• _Work to complete_:
Copy the following entries verbatim, beginning with the line that contains "job | pin one point per instance of the jeans" and continuing through the line that contains "[(179, 524)]", both included.

• _Dataset records_:
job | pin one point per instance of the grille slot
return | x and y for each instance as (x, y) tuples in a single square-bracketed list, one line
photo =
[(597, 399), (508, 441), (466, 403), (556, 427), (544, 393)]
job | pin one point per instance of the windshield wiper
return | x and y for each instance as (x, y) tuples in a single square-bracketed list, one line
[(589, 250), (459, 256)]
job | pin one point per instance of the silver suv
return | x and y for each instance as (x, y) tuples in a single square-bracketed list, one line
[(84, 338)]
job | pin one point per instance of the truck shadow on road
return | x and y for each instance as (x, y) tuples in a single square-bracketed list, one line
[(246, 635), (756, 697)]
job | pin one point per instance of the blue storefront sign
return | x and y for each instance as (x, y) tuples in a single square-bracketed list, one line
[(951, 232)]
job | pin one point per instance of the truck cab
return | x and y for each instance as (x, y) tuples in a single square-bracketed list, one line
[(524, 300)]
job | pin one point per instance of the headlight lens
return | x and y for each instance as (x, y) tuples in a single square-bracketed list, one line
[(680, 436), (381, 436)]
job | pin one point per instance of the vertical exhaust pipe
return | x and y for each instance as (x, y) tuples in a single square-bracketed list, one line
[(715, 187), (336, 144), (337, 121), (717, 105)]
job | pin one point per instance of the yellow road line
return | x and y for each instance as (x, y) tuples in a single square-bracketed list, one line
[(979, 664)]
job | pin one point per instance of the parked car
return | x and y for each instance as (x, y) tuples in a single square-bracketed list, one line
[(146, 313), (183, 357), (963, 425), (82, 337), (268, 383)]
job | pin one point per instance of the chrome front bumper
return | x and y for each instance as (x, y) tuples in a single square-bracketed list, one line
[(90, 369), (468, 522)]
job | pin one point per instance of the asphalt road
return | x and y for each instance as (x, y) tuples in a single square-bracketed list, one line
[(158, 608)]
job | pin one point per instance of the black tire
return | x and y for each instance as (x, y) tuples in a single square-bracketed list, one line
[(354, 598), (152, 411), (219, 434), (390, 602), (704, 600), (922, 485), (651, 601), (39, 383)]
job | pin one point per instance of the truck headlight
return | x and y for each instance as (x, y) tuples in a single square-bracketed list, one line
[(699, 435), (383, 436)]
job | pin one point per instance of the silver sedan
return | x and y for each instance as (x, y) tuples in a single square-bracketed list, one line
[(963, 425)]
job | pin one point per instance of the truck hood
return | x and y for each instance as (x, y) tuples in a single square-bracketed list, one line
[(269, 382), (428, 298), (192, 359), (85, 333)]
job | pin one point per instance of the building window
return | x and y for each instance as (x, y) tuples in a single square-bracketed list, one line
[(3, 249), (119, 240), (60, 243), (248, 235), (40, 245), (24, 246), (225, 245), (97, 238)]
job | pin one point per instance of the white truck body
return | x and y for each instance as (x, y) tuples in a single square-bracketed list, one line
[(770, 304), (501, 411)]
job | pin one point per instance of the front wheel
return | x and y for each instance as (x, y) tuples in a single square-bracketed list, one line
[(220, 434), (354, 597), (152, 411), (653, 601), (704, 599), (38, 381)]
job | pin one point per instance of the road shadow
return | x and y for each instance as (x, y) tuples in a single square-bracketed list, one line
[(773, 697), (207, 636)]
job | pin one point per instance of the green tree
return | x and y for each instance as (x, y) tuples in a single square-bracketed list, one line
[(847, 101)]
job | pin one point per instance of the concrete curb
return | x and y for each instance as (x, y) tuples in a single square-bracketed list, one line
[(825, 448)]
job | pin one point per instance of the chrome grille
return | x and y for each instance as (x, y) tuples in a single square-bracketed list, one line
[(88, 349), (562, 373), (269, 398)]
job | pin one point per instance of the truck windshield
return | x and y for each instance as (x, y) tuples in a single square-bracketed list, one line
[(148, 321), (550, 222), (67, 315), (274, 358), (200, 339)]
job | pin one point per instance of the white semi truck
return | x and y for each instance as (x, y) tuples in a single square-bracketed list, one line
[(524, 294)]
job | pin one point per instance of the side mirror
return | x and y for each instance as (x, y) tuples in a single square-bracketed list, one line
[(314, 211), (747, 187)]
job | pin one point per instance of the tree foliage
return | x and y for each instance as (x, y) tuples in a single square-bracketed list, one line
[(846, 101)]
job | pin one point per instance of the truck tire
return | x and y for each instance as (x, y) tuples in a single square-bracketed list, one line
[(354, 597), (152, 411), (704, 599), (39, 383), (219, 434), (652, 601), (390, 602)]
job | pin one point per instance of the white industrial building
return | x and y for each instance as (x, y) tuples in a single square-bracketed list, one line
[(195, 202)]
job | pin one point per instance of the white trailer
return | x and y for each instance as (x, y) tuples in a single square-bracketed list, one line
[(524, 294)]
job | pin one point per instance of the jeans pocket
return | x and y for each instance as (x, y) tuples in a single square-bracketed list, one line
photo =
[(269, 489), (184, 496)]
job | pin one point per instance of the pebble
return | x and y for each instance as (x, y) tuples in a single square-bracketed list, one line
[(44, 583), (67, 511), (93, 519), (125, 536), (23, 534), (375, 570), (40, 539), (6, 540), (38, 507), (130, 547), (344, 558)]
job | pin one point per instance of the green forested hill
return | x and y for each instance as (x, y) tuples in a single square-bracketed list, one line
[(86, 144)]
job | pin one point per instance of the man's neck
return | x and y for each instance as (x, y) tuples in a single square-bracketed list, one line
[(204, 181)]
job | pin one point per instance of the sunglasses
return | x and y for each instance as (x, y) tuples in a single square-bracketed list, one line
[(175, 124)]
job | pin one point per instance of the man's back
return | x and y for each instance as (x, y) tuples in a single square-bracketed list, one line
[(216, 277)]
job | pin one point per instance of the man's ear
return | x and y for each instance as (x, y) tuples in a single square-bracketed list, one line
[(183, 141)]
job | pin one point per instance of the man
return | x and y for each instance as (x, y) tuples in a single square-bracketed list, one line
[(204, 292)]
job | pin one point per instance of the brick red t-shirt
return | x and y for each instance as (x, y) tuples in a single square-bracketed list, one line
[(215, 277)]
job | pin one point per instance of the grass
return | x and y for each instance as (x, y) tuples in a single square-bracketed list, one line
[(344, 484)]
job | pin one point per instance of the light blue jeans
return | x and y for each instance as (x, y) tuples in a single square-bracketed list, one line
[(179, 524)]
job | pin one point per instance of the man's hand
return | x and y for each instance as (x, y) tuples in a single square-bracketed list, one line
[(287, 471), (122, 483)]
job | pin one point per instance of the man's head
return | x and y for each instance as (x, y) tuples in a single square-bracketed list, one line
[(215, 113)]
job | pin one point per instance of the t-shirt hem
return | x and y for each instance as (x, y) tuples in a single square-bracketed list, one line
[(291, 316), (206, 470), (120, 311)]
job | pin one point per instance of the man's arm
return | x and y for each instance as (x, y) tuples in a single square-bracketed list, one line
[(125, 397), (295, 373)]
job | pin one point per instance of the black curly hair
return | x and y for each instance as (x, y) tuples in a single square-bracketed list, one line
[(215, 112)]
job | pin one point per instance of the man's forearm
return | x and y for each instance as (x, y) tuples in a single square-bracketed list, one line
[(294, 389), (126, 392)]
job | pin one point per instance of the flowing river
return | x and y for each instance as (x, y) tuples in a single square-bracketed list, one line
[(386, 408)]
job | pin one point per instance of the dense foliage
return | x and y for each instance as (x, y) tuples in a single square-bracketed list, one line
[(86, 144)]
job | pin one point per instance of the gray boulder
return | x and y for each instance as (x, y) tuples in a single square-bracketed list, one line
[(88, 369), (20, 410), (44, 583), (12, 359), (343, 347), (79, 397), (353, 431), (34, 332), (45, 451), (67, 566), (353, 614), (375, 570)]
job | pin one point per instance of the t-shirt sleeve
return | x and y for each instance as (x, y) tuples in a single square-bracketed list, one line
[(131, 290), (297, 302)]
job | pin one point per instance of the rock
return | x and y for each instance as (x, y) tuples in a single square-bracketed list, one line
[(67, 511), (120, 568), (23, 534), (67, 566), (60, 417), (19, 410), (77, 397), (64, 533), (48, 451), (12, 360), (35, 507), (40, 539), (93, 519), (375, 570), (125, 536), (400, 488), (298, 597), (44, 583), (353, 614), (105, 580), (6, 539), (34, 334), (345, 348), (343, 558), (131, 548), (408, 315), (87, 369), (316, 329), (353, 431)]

• _Result_:
job | pin one point per instance of the jeans pocket
return | x and y for each instance as (x, y) tuples in a single square-bracketed list, one line
photo =
[(269, 489), (184, 496)]
job | pin one point per instance of the pebble
return | x and y for each instance as (x, y) tuples in a single square-bracketed list, one line
[(44, 583), (67, 511), (93, 519), (125, 536), (23, 534), (375, 570), (40, 539), (6, 540), (38, 507), (130, 547), (344, 558)]
job | pin one point per instance of the green forested hill
return | x and y for each instance as (x, y) tuples in a single square-bracketed list, one line
[(86, 144)]
job | pin one point per instance of the man's neck
return | x and y for each instance as (x, y) tuples in a single square-bracketed list, one line
[(204, 181)]
job | pin one point per instance of the sunglasses
return | x and y for each instance as (x, y) tuples in a single square-bracketed list, one line
[(175, 124)]
job | pin one point per instance of the man's back
return | x and y for each instance as (x, y) tuples in a single square-bracketed list, one line
[(216, 277)]
job | pin one point per instance of the man's ear
return | x and y for each instance as (x, y) tuples in a single square-bracketed list, one line
[(183, 141)]
job | pin one point per instance of the man
return | x and y for each instance as (x, y) tuples in a single square-bracketed list, one line
[(204, 292)]
job | pin one point per instance of the brick red t-shirt
return | x and y for each instance as (x, y) tuples in a single square-bracketed list, one line
[(215, 277)]
job | pin one point per instance of the grass
return | x and y for each instance as (x, y) tuples in a single square-bracketed list, one line
[(344, 484)]
job | pin one point per instance of the light blue jeans
return | x and y for each instance as (x, y) tuples in a single square-bracketed list, one line
[(179, 524)]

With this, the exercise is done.